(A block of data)
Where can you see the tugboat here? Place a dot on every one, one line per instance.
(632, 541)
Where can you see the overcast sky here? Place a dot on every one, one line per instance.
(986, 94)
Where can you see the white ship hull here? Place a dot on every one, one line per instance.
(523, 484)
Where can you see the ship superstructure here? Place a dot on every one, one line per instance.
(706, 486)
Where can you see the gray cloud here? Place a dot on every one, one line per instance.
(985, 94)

WORK REQUIRED.
Write out again, word for word, the lines from the one containing "Where can you see the overcast" through the end of the records, with both ends included.

TASK RESULT.
Where can you see the overcast sky here? Place a dot on every one, one line per instance.
(986, 94)
Where can you see the white ship hull here? Place a dot on every one, one line per instance.
(523, 484)
Where can you see the ship superstructure here? Place a dot on every one, one line per instance.
(706, 486)
Where can you see the gray cloud here? Place a dot on every one, one line per instance.
(985, 94)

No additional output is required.